Lines before the one containing "Note to the class: find each instance of the wooden" are left out. Retype that line and the rest through the end of the material exactly.

------ Recorded data

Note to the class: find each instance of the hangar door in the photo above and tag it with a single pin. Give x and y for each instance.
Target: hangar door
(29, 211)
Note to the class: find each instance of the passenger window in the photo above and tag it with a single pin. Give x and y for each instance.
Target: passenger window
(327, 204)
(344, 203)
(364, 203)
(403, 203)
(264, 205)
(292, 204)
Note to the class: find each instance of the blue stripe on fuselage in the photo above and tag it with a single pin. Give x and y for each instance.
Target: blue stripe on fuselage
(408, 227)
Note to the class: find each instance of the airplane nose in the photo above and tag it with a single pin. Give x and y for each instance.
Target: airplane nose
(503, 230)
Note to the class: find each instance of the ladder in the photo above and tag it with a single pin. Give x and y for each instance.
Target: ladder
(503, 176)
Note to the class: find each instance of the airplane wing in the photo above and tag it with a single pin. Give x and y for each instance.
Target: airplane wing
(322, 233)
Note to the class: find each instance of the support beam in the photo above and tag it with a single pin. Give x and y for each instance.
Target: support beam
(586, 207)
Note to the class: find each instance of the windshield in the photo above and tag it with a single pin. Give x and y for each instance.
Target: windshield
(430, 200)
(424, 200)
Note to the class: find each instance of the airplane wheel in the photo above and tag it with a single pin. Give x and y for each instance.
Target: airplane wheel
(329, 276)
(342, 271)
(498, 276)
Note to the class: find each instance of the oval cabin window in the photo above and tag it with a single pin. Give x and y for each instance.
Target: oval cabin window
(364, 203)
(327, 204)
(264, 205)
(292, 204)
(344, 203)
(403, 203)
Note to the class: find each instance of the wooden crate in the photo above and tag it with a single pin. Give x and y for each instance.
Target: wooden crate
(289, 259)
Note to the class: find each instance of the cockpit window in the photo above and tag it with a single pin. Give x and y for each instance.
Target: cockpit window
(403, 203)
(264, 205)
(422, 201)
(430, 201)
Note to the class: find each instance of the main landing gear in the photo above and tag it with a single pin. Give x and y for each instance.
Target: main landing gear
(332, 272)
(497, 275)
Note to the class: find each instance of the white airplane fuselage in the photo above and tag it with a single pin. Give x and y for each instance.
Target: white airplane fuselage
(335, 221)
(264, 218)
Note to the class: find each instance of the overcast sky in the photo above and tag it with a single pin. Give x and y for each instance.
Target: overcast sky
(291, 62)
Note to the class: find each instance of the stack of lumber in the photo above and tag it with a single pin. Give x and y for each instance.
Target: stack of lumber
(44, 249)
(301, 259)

------------

Response area →
Note to the class: find each instance of the wooden crate in the photo above and tag it with a single pin. Give x and y for each instance.
Target: wooden crate
(289, 259)
Note to the class: find each instance of the cockpit window in the photo above and tag it with a single pin. Give x and y for each instance.
Target: cockpit window
(403, 203)
(264, 205)
(422, 201)
(430, 201)
Note to the class: find each instance of the main landing gear in the photo above and tag it with a single pin. Give x and y for each instance.
Target: main landing gear
(332, 272)
(497, 275)
Note to the class: find each instance of the white airplane fuselage in the photo above and tag it with a single pin. Give x and y for each instance.
Target: white airplane fuselage
(335, 221)
(264, 218)
Note to the class: find each instance of the overcast sky in the photo above and tag it with a single pin. Give x and y for each instance.
Target: overcast sky
(291, 62)
Note to the class: find each instance of the stack of lumber in the photo above and tag it with a single pin. Give x and y for each instance.
Target: stack of lumber
(44, 249)
(301, 259)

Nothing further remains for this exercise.